→ **EXERCISE DESCRIPTION**:
Word for word, retype the lines from the one containing "Drop one point on every instance of the chandelier" to the last line of the data below, both ends included.

(Dataset entries)
========================

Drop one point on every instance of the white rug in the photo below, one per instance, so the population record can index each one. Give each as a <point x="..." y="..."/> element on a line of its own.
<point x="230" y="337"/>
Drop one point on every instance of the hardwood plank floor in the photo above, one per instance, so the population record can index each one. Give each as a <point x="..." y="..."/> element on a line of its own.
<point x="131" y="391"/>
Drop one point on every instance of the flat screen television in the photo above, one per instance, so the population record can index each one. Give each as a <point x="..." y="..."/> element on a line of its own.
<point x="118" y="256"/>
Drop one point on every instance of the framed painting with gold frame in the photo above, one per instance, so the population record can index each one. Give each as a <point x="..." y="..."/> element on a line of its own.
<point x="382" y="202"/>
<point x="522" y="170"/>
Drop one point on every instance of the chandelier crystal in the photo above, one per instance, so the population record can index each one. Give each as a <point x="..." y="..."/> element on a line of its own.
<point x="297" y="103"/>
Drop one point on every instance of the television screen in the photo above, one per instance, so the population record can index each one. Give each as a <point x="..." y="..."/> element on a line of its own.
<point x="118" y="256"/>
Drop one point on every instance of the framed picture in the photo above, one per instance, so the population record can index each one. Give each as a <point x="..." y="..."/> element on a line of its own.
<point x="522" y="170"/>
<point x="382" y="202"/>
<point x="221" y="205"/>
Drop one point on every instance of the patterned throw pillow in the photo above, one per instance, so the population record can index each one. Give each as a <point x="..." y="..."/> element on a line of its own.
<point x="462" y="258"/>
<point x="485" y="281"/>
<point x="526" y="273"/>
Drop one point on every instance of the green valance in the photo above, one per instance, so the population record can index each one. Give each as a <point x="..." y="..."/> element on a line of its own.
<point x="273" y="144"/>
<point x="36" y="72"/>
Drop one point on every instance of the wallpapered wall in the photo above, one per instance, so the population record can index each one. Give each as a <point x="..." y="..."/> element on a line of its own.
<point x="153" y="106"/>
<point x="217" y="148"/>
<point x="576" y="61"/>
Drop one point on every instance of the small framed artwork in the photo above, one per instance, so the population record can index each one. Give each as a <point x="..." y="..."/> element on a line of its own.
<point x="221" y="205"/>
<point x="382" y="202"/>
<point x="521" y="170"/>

========================

→ **TASK SOLUTION**:
Drop one point on every instance of the chandelier crystal in the photo above, one per instance, so the population record can index each one. Give each as a <point x="..." y="..."/> element on a line of its own.
<point x="297" y="103"/>
Drop one point on every instance of the television screen in the photo above, one per instance, so the population record can index each one. Give each as a <point x="..." y="..."/> element on a line of its own.
<point x="118" y="256"/>
Drop one point on every instance of the framed picture in the photo above, one per instance, so the population record can index each one. Give each as a <point x="..." y="..."/> element on a line of its own.
<point x="522" y="170"/>
<point x="382" y="202"/>
<point x="221" y="205"/>
Drop one point on every instance of the patterned throw pillow in the photo above, one per instance, so the population record can index each one. Give each as a <point x="..." y="..."/> element on a line of its own.
<point x="462" y="258"/>
<point x="485" y="281"/>
<point x="526" y="273"/>
Drop one point on every instance of the green valance in the photo above, one per instance, so the population record can index each one. Give each as a <point x="..." y="..."/> element on a line of its own.
<point x="273" y="144"/>
<point x="36" y="72"/>
Drop one point on every instance of the wallpapered wall in the photo above, one per instance, so the population record can index each one. Give each as a <point x="..." y="..."/> element on a line of its own.
<point x="153" y="106"/>
<point x="217" y="148"/>
<point x="576" y="61"/>
Drop one point on every instance of the small framed artwork in the photo above, one per instance, so the population record can index each one. Give each as a <point x="..." y="..."/> element on a line of its own.
<point x="221" y="205"/>
<point x="382" y="202"/>
<point x="521" y="170"/>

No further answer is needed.